> TRECHO DO TEXTO

O artigo do Prof. Fernando Machado da Silva Lima — “A reprovação do Exame de Ordem”, elaborado em 07.2005, constante do site Jus Navegandi — menciona a sugestão dada por ilustre jurista, brilhante professora titular de prestigiosa Faculdade de Direito, no sentido de que o candidato ao Exame de Ordem só deveria ter o direito de prestar cinco exames. Depois disso não poderia mais tentar ser advogado. Teria que “repensar” seu futuro, sua profissão. Em suma, comprovada sua inata “incapacidade” intelectual, teria que jogar na lata do lixo seu diploma, o dinheiro gasto nos cinco anos de estudo, o tempo perdido e sua “absurda” esperança de ocupar um lugar ao sol no mundo jurídico.
Essa proposta felizmente não foi aceita pelo comando federal da OAB. É por demais elitista e arrogante. Divide, praticamente, os candidatos entre “superiores” e “inferiores”. Equivaleria a marcar com ferro em brasa uma suposta “inferioridade” mental de candidatos que simplesmente insistiram em exercer uma profissão, passaram nos exames de suas Faculdades e talvez não tivessem tempo nem recurso suficiente para ficar em casa só estudando para o tal Exame. Além do mais, esses exames não são gratuitos. Proporcionam arrecadação também para a OAB. Inúmeros fatores podem explicar essa reprovação em cinco Exames de Ordem: pouco tempo disponível para estudo; falta de dinheiro para freqüentar bons cursinhos; problemas familiares ou de saúde (v.g. distúrbio de aprendizagem — contornável com técnica específica de estudo —, anemia, disfunções endócrinas, problemas visuais, diabetes ignorado pelo paciente, verminose, etc.).

> SUAS INSTRUÇÕES
Informe se cada afirmação concorda com o texto sobre o Exame de Ordem, respondendo sim ou não e citando as palavras do texto que decidem a questão: (a) a sugestão da jurista limitava o candidato a cinco exames; (b) a proposta foi aceita pelo comando federal da OAB; (c) os exames são gratuitos. Os registros a seguir vêm de outra fonte.

> REGISTROS EXTRAÍDOS
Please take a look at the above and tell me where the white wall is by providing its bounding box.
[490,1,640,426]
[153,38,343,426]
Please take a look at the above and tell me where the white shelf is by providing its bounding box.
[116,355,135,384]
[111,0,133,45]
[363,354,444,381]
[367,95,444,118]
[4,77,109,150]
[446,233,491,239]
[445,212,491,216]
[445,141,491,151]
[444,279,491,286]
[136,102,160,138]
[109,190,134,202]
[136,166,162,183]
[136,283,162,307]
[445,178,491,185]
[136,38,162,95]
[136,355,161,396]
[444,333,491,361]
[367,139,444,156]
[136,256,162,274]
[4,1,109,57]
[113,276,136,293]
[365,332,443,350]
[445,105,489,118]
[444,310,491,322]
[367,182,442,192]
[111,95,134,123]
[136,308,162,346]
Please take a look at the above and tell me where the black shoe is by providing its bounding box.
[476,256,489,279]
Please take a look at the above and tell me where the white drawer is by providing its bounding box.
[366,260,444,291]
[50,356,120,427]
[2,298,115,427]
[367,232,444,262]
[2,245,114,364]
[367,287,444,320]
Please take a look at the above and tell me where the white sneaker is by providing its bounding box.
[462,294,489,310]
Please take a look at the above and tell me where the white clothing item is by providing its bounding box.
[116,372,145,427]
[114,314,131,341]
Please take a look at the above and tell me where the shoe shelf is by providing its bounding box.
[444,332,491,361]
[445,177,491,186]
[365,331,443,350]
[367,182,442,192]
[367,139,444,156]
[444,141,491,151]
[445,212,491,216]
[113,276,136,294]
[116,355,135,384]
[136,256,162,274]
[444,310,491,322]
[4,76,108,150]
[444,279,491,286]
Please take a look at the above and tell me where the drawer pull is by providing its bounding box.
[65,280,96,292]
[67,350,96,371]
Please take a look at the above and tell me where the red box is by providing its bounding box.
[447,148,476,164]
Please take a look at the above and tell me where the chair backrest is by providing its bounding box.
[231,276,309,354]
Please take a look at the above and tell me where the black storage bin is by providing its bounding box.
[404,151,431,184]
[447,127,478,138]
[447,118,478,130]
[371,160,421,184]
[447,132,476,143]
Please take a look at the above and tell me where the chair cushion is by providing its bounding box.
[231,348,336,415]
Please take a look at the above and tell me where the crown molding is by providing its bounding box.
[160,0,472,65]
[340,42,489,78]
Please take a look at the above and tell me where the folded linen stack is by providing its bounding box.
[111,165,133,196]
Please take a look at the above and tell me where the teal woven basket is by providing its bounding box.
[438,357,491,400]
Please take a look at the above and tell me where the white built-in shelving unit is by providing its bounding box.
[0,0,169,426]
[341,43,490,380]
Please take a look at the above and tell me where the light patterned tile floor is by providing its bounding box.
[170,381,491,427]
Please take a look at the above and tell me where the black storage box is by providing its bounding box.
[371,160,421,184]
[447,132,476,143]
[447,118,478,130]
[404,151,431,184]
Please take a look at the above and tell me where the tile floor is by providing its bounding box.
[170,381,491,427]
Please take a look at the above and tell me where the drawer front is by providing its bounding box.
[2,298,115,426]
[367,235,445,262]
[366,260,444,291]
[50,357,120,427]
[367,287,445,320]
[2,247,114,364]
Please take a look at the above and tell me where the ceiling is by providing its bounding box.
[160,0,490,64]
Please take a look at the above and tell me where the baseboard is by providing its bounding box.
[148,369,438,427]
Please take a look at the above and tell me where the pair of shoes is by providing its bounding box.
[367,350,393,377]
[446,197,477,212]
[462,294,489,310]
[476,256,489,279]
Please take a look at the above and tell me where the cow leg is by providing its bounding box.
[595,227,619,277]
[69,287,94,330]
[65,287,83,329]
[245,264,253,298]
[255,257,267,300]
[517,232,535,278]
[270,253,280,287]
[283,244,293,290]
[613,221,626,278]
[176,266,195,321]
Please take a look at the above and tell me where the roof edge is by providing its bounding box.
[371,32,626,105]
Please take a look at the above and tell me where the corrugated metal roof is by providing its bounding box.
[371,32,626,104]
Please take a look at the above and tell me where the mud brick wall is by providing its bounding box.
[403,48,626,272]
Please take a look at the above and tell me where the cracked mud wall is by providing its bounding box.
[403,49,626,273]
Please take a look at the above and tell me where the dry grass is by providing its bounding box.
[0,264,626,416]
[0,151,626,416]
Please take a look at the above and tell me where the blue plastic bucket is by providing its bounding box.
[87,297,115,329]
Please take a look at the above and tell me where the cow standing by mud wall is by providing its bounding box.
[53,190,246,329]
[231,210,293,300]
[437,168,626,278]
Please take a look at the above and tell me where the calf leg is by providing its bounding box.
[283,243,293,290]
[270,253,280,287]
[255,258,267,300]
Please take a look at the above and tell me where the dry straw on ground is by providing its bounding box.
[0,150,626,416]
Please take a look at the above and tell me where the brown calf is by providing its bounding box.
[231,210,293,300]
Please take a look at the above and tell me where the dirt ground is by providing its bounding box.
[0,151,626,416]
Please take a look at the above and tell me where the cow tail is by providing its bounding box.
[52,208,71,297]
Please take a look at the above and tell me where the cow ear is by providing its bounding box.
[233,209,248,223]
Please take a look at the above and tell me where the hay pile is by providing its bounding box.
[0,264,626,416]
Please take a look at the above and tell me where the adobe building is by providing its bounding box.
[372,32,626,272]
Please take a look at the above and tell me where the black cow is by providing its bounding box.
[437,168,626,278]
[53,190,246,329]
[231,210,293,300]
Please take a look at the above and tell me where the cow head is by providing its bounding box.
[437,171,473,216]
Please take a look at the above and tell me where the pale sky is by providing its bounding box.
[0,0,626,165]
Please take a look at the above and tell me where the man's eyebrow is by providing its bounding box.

...

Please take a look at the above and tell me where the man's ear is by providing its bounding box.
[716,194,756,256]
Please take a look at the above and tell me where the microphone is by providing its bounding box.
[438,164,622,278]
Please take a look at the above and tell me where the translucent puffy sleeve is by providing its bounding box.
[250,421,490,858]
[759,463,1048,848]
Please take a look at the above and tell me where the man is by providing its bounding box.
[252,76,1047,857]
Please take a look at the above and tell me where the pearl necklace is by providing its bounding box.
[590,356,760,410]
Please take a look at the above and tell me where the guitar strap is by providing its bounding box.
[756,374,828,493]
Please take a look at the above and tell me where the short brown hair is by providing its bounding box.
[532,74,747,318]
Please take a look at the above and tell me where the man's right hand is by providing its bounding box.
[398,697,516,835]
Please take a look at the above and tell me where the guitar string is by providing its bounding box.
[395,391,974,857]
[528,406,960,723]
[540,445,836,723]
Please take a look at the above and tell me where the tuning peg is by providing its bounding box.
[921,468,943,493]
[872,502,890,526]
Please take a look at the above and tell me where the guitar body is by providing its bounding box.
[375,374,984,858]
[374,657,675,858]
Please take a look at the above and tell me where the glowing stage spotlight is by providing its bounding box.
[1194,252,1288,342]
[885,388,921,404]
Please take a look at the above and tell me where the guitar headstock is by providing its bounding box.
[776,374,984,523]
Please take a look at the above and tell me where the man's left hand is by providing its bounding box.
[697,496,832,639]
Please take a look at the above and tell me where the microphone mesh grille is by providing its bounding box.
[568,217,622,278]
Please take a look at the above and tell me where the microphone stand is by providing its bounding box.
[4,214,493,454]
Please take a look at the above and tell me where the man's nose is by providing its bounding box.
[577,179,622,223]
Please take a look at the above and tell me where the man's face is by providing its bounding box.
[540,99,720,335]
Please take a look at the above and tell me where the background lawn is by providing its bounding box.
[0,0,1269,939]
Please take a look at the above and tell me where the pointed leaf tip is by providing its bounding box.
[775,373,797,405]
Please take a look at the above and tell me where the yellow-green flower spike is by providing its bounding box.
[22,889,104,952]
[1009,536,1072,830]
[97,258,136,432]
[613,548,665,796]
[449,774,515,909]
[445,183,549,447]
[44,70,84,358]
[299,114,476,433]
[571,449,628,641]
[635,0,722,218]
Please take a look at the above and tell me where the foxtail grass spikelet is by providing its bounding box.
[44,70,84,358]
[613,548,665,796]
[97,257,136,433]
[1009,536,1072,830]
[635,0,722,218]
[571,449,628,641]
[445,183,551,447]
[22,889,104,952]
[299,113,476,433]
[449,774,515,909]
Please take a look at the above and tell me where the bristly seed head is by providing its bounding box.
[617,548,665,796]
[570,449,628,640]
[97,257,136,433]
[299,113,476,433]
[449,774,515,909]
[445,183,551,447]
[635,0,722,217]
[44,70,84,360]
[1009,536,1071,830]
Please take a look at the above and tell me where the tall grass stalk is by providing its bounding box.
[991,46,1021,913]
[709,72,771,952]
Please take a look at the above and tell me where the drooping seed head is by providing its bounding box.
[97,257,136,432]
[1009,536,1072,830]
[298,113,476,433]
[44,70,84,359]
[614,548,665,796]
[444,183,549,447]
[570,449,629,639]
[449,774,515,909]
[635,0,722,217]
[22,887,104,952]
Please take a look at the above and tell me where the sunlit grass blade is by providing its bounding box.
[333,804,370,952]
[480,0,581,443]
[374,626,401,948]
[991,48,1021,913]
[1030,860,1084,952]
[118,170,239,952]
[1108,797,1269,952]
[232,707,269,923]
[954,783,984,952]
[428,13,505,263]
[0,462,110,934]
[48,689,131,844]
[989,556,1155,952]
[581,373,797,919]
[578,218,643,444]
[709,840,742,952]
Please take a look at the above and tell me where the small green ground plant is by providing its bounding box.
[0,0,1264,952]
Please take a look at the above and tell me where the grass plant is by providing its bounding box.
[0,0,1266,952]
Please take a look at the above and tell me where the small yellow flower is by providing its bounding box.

---

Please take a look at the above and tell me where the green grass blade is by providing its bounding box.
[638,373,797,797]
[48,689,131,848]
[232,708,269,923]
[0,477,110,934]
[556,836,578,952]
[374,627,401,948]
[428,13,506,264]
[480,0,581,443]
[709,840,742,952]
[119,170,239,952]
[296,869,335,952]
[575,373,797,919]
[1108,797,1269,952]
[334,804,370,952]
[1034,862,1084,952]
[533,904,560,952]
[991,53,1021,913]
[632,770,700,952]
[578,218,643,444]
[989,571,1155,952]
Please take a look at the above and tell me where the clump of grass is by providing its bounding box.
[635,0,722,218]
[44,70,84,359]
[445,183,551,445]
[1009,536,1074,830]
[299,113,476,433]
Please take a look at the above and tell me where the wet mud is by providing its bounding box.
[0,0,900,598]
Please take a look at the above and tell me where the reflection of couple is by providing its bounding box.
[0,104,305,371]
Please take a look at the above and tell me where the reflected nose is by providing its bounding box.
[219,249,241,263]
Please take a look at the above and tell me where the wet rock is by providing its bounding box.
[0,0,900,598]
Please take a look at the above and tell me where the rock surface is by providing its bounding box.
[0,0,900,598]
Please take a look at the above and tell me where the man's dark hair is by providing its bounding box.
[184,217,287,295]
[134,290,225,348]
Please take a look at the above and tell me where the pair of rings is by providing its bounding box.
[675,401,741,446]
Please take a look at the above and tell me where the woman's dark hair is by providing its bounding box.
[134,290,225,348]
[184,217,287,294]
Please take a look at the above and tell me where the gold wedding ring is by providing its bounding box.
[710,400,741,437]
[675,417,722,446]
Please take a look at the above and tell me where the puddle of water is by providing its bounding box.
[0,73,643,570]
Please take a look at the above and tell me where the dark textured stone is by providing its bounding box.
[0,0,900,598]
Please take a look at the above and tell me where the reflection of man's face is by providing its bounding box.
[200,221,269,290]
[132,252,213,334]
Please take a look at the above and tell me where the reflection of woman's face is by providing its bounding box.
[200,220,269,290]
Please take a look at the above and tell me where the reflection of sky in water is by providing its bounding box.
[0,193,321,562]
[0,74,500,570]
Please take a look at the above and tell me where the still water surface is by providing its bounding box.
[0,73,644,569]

> RESPOSTA DO EXERCÍCIO
(a) Sim: "o candidato ao Exame de Ordem só deveria ter o direito de prestar cinco exames".
(b) Não: "Essa proposta felizmente não foi aceita pelo comando federal da OAB."
(c) Não: "Além do mais, esses exames não são gratuitos."